[EXTRAIT PRÉSENTÉ]
━━━━━━━━

Commencé enfin le très beau livre de souvenirs atroces, terribles et lumineux de Jorge Semprun, L’écriture ou la vie. J'avoue, peut-être à tort, ne pas m'être plongé dans les dédales de la sombre affaire ayant uni (ou plutôt irrémédiablement désuni) Robert Antelme, Jorge Semprun, Marguerite Duras et Dionys Mascolo, affaire décortiquée par le livre de Gérard Streiff, Procès stalinien à Saint-Germain-des-Prés.
Quoi qu'il en soit, le livre de Semprun, plus justement, eût dû s’intituler L’écriture de la vie, même si cette écriture semble subjuguée par la parole (celle par exemple d’Absalon, Absalon ! de Faulkner, auquel l’auteur réserve des phrases superbes) et les chants (le kaddish du Juif agonisant, La Paloma chanté par le jeune soldat allemand, la musique, du retour à la vie frénétique parisienne, de Louis Armstrong, etc.) qui sont autant de remparts fragiles contre la barbarie absolue, le Mal radical sondé par Kant qu’heureusement ce bourgeois, dont les promenades légendaires étaient mieux réglées qu’une pendule suisse, n’a jamais pu contempler de ses propres yeux comme Semprun l’a fait. Face à ce gouffre, remarquablement évoqué par un complexe entrelacement de souvenirs et de boucles narratives, face à ce gouffre dans lequel, rappelle l’auteur, même les plus grands écrivains comme Celan ou Levi sont tombés (tôt ou tard), il est vrai que les arguties bénédictines déployées par Paulhan pendant des pages à l’argumentation calibrée au millimètre près peuvent faire sourire et, finalement, lasser, comme a pu paraître ridicule la phrase de Wittgenstein (ce «con de Wittgenstein» qui a écrit dans son Tractatus : «La mort n’est pas un événement de la vie. La mort ne peut être vécue») au survivant de Buchenwald. Ainsi d’un copiste se contentant de corriger les virgules d’un manuscrit très précieux, son tabouret solidement calé, comme celui d’une pythie, près du rebord de la fosse, pas même incommodé par la buée de mort s’échappant du puits immonde. Et puis Semprun évoque longuement Claude-Edmonde Magny, que tout lecteur attentif de Monsieur Ouine connaît par son évocation, géniale, du dernier roman de Bernanos. Un livre magnifique donc, un des plus beaux (que l'on me pardonne cette horreur...) témoignages de ce que l'on a doctement appelé la littérature des camps.

━━━━━━━━

[ENREGISTREMENTS FOURNIS]

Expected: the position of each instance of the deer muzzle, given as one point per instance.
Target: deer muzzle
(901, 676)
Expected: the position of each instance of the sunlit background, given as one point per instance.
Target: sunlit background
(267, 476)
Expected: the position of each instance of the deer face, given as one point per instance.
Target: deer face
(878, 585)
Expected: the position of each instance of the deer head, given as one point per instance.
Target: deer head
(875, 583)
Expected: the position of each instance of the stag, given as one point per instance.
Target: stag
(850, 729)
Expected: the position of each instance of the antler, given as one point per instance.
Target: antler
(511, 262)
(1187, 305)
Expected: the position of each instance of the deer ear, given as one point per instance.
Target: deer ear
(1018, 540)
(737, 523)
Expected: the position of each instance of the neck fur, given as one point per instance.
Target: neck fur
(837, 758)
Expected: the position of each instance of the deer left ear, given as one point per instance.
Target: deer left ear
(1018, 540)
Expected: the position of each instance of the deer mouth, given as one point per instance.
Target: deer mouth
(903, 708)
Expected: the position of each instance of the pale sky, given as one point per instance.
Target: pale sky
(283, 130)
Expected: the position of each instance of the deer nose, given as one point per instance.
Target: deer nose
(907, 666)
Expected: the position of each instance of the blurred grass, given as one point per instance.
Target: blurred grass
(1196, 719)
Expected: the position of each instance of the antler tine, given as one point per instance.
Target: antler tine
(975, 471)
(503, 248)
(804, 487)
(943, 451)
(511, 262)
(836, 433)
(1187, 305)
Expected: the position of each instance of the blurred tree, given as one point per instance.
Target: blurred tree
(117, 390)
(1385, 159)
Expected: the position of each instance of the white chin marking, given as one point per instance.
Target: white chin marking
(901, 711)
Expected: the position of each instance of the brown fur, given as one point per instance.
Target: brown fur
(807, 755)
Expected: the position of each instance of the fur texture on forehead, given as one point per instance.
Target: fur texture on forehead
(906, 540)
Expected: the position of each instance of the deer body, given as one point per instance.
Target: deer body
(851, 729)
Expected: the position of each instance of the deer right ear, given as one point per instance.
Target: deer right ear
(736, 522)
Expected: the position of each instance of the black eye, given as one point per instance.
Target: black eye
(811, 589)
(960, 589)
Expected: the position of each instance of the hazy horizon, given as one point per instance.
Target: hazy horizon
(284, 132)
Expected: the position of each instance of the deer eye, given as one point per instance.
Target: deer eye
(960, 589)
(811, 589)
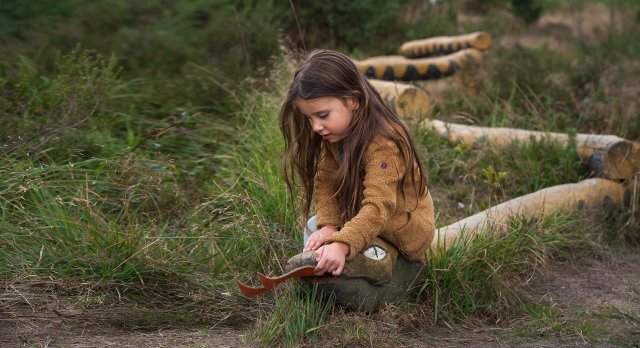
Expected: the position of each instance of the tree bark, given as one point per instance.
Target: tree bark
(440, 45)
(587, 194)
(406, 101)
(607, 156)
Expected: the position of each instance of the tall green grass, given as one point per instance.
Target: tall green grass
(484, 275)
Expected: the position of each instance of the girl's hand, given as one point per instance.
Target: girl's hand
(331, 258)
(317, 238)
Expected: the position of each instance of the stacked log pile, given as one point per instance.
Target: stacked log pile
(611, 158)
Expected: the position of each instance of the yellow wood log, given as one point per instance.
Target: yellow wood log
(587, 194)
(445, 45)
(400, 68)
(608, 156)
(405, 100)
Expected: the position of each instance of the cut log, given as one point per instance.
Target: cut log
(441, 45)
(405, 100)
(587, 194)
(400, 68)
(606, 156)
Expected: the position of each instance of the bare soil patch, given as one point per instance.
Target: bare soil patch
(586, 301)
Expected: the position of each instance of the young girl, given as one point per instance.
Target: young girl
(346, 146)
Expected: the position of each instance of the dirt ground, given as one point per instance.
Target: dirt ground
(588, 301)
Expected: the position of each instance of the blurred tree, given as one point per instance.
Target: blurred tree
(527, 10)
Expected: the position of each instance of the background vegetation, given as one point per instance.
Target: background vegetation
(138, 145)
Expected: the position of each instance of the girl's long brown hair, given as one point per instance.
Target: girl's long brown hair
(324, 73)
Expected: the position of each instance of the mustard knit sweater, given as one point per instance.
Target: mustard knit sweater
(384, 211)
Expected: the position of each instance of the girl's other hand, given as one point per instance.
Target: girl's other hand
(331, 258)
(317, 238)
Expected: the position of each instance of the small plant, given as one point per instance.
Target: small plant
(493, 177)
(297, 317)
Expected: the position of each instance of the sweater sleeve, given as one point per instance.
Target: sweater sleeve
(384, 169)
(327, 212)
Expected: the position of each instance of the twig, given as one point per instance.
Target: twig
(21, 295)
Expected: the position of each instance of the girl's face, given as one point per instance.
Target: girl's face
(329, 116)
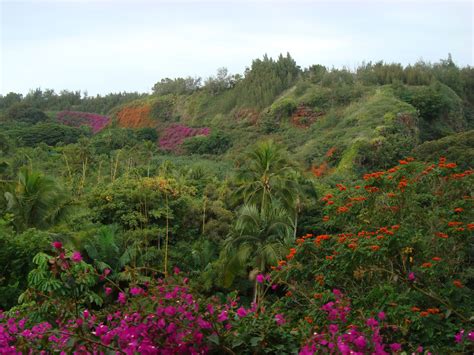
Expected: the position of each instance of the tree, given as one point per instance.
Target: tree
(266, 178)
(36, 201)
(22, 112)
(259, 239)
(177, 86)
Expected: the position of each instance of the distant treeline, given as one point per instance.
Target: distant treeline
(261, 83)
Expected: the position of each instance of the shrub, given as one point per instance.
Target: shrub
(22, 112)
(76, 119)
(174, 136)
(215, 143)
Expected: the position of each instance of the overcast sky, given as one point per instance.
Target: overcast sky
(111, 46)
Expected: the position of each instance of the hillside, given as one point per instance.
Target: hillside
(284, 210)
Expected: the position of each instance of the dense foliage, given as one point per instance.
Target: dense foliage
(284, 210)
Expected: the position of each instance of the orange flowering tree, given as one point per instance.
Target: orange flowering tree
(402, 246)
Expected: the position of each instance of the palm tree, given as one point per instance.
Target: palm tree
(36, 200)
(266, 177)
(259, 239)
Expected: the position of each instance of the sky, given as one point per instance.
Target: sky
(113, 46)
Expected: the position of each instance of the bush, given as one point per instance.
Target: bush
(162, 108)
(48, 133)
(21, 112)
(147, 134)
(216, 143)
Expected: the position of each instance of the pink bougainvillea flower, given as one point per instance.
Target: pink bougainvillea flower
(135, 291)
(279, 319)
(122, 298)
(241, 312)
(458, 337)
(76, 257)
(222, 316)
(57, 245)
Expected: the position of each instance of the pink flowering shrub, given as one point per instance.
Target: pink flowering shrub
(77, 119)
(166, 316)
(175, 134)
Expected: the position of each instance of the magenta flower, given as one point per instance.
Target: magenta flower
(76, 257)
(371, 322)
(279, 319)
(395, 347)
(360, 342)
(470, 336)
(135, 291)
(122, 298)
(57, 245)
(458, 336)
(241, 312)
(210, 308)
(222, 316)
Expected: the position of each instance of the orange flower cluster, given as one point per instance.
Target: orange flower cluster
(292, 253)
(341, 187)
(458, 284)
(442, 235)
(320, 170)
(462, 175)
(403, 183)
(135, 117)
(376, 175)
(320, 238)
(342, 209)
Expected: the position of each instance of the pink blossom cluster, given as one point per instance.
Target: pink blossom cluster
(174, 135)
(338, 337)
(77, 119)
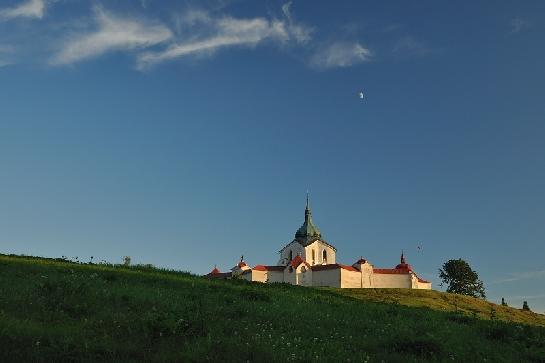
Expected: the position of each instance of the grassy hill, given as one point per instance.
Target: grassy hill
(52, 310)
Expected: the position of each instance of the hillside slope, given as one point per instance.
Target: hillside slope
(56, 310)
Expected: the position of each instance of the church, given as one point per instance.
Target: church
(309, 260)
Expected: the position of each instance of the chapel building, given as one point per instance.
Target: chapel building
(309, 260)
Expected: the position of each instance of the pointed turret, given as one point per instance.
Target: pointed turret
(308, 232)
(403, 265)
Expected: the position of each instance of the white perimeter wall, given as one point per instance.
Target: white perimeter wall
(330, 278)
(392, 281)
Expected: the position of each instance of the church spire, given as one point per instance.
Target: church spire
(308, 212)
(308, 232)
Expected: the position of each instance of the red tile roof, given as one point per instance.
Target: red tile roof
(296, 261)
(391, 271)
(268, 268)
(333, 266)
(221, 275)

━━━━━━━━

[TÂCHE 1] Donnez toutes les personnes que l'extrait sur le livre de Semprun présente comme unies, ou plutôt désunies, par la sombre affaire.
[TÂCHE 2]
Répondez à chaque question d'après l'extrait sur le livre de Semprun :
(a) Quel livre de Gérard Streiff décortique la sombre affaire ?
(b) Quel titre le livre de Semprun eût-il dû porter, selon l'extrait ?
(c) Dans quel ouvrage Wittgenstein a-t-il écrit la phrase citée sur la mort ?
[TÂCHE 3] Prolongez l'extrait sur le livre de Semprun au-delà de sa dernière phrase.
Les enregistrements ne proviennent pas de la même source que l'extrait.

[RÉPONSE 1] Robert Antelme, Jorge Semprun, Marguerite Duras, Dionys Mascolo

[RÉPONSE 2]
(a) Procès stalinien à Saint-Germain-des-Prés
(b) L'écriture de la vie
(c) Le Tractatus

[RÉPONSE 3]
Note
(1) D’où sa défense d’une rhétorique qui, aujourd’hui encore plus qu’à l’époque de Paulhan, est considérée comme un instrument de torture d’un autre âge qui serait imposé au génie évidemment primesautier de l’écrivain : «Ainsi de la rhétorique : il se peut qu’elle donne à première vue le sentiment d’une chaîne intolérable et froide. Mais il dépend de nous de retrouver en elle, à chaque instant, la fraîche joie d’un premier engagement, où l’esprit accepte d’avoir un corps, et s’en réjouit, et reconnaît que de ce risque, à chaque instant, lui vient toute noblesse et jusqu’à la dignité de sa découverte ou de son échange». Beaucoup d’entre nos prétendues gloires littéraires devraient méditer ces phrases jusqu’à ce qu’elles trouent leurs prunelles de crétins intarissables et, surtout, qu’elles parviennent à leur coudre leur bouche sale.